Work to do:
Here are records with pictures in them. Copy all of them exactly and leave the pictures out.

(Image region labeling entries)
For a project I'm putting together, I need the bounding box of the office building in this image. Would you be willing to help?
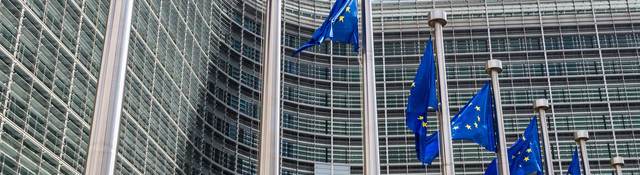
[0,0,640,174]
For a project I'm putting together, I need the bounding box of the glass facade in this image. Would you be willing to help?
[0,0,640,174]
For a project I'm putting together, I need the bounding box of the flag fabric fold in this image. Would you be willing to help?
[484,117,543,175]
[406,38,438,136]
[293,0,359,55]
[567,148,580,175]
[415,132,440,165]
[451,82,496,152]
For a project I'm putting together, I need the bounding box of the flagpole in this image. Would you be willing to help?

Correct response:
For a project I'm putting together, I need the bounding box of the office building in this image. Would you be willing to help?
[0,0,640,174]
For a project I'm putting together, I need the bounding box of the glass facade in this image. Would you be willing to help?
[0,0,640,174]
For a project I'm putting together, I need the bounding box of the flag fabric fold in this image. Would you be willing to help?
[484,117,543,175]
[406,38,438,136]
[293,0,359,55]
[567,148,580,175]
[415,132,440,165]
[451,82,496,152]
For a project I'm putting together, I need the bounding box of the flagpole in this image. Would you be willing to help?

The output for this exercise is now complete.